• What is being asked: Reproduce the lines of the listing below from the line with "Show me the stone staircase here." to the line with "61 0 1106 42", both included, with no changes.

• Record excerpts:
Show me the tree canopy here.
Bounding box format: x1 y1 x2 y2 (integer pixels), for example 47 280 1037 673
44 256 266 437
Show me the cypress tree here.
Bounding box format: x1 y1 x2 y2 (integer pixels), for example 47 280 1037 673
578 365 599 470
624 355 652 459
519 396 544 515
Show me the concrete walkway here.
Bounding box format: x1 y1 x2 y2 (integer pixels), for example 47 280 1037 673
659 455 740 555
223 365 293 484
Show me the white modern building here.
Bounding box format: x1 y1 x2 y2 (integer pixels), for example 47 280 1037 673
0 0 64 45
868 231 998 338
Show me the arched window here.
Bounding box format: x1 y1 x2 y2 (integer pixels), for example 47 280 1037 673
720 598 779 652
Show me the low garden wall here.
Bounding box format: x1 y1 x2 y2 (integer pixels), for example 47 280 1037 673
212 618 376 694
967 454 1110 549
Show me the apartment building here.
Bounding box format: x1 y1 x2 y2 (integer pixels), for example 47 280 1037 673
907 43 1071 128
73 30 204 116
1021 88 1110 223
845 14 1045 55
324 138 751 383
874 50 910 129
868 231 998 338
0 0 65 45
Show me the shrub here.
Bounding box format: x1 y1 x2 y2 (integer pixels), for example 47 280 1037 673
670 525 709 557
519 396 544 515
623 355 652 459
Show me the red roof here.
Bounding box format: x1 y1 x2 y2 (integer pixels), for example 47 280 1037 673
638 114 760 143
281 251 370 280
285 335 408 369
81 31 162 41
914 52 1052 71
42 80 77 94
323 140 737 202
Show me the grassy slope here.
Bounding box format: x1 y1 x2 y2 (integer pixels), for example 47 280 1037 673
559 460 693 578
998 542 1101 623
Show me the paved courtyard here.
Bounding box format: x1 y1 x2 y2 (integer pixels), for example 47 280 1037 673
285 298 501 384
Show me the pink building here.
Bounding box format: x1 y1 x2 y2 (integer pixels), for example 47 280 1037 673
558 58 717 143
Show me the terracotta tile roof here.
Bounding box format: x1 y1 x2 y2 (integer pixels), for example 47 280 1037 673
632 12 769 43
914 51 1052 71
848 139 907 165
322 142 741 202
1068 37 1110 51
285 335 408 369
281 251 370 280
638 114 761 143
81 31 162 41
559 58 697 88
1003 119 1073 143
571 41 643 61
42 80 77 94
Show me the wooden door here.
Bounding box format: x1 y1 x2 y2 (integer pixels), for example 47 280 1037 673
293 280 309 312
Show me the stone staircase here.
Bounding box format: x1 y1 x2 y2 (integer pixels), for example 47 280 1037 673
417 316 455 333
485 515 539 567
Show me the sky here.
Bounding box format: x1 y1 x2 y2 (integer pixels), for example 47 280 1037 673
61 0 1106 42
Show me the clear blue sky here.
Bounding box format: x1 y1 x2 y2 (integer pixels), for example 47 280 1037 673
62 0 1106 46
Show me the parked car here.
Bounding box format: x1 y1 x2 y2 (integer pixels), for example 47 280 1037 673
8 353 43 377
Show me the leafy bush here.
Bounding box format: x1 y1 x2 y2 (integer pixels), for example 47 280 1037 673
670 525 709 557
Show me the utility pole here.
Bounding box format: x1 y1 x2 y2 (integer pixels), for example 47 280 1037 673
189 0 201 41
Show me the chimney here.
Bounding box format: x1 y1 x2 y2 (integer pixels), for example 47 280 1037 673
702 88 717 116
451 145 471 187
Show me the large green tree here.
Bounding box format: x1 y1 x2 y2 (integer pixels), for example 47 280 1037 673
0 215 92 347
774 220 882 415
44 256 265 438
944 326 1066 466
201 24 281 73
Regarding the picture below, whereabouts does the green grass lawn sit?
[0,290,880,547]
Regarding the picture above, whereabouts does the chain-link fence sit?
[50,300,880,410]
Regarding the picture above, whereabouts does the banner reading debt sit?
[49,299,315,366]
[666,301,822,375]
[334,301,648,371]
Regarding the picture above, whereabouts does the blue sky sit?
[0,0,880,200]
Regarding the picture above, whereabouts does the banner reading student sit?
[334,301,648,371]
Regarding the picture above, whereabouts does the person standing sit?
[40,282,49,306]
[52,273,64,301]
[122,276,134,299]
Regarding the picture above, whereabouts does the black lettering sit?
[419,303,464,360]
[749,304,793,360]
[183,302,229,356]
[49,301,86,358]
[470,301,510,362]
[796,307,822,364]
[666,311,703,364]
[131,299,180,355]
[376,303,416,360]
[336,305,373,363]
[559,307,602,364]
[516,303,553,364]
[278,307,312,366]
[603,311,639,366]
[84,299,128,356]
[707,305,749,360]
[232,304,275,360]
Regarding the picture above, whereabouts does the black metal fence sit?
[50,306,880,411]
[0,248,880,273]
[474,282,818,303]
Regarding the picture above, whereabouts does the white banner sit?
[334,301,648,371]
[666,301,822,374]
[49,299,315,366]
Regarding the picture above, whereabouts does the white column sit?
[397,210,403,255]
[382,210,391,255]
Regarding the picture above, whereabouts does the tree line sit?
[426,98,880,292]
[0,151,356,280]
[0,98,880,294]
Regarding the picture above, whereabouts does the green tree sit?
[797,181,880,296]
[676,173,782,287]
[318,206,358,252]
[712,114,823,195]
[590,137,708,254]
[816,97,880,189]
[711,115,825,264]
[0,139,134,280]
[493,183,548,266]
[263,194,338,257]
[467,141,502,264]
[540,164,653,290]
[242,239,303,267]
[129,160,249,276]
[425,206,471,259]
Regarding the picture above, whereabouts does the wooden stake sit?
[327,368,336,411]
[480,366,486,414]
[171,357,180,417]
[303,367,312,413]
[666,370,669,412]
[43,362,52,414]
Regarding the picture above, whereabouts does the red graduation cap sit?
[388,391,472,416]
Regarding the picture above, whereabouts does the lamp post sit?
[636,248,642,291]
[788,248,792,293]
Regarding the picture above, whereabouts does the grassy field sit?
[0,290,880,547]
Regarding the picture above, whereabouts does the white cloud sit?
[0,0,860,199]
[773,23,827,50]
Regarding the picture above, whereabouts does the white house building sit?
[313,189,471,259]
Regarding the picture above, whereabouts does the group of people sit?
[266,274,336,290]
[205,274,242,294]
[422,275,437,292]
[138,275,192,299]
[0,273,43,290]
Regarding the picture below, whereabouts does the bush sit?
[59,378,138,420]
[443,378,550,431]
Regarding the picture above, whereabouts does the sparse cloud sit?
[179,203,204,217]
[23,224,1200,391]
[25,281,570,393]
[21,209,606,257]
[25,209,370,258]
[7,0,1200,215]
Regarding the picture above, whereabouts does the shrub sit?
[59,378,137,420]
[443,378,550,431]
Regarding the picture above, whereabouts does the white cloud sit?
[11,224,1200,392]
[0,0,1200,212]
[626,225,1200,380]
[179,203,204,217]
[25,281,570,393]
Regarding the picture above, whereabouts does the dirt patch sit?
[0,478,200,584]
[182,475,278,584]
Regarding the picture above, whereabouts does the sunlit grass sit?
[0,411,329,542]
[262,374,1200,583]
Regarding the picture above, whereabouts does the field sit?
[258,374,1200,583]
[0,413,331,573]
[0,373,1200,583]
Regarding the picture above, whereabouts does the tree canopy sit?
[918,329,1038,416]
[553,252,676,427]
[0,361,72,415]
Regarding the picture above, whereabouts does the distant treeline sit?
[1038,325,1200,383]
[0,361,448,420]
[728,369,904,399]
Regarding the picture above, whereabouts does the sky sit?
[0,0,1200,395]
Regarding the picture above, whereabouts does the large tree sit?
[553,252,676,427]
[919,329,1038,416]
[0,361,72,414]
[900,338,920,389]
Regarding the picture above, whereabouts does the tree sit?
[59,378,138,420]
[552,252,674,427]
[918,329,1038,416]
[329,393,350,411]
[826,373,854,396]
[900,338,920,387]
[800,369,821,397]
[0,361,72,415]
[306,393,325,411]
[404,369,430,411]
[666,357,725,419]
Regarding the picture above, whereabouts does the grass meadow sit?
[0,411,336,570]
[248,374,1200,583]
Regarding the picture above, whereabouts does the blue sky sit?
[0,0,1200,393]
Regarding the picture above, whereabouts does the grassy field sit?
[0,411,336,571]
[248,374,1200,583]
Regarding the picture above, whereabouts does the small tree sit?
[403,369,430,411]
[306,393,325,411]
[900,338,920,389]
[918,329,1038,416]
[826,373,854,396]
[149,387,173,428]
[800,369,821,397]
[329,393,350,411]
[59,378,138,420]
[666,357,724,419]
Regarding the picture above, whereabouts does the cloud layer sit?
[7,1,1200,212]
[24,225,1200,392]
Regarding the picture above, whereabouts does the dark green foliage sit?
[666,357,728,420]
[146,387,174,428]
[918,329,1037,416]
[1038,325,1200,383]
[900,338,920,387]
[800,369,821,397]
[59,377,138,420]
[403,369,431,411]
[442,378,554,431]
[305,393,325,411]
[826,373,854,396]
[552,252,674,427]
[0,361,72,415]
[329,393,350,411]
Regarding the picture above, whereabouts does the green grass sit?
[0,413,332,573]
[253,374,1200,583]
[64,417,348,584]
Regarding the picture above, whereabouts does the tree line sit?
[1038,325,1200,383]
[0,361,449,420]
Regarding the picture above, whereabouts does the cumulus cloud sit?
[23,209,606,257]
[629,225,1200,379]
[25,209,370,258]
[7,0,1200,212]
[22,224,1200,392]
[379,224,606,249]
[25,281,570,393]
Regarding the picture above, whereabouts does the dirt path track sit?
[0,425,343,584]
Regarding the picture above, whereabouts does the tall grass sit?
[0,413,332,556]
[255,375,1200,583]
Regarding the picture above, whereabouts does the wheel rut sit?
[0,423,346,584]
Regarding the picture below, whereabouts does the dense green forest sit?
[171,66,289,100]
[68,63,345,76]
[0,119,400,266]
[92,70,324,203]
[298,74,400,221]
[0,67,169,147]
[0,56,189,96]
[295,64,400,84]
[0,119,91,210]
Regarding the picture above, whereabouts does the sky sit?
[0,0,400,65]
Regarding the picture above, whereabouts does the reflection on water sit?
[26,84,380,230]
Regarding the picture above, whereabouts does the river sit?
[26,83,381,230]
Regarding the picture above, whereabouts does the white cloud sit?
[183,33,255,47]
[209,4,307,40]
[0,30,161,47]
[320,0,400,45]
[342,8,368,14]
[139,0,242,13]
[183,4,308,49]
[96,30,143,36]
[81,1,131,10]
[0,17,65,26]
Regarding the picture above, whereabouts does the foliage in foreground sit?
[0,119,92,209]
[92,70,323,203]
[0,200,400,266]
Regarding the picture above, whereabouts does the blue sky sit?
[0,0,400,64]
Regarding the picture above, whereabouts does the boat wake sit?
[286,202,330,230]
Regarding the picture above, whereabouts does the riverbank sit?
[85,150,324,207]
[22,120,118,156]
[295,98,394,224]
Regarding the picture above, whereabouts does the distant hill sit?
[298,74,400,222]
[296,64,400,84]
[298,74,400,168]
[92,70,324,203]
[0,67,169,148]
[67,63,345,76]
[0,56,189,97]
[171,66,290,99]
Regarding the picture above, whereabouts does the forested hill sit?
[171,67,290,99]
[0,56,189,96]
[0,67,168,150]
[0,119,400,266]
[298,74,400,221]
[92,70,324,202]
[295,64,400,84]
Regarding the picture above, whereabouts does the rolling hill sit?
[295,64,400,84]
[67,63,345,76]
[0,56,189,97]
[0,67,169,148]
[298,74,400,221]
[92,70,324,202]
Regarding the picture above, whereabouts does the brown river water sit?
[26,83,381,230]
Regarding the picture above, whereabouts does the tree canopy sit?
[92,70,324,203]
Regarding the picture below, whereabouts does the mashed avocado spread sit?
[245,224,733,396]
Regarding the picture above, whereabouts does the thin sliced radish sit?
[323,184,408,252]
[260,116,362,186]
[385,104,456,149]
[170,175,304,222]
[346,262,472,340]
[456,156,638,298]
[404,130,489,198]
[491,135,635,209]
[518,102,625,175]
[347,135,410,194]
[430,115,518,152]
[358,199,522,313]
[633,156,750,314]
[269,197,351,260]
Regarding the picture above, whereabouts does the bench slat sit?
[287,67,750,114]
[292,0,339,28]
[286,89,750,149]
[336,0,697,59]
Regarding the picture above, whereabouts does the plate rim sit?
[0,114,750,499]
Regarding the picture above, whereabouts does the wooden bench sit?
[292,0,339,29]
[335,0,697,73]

• Result for this exercise:
Show me the stone staircase here.
Bounding box format: x1 y1 x2 y2 (integer pixels), for example 47 280 1037 673
417 316 455 333
485 515 539 567
Show me the sky here.
Bounding box format: x1 y1 x2 y2 (integer pixels), for example 47 280 1037 673
61 0 1106 42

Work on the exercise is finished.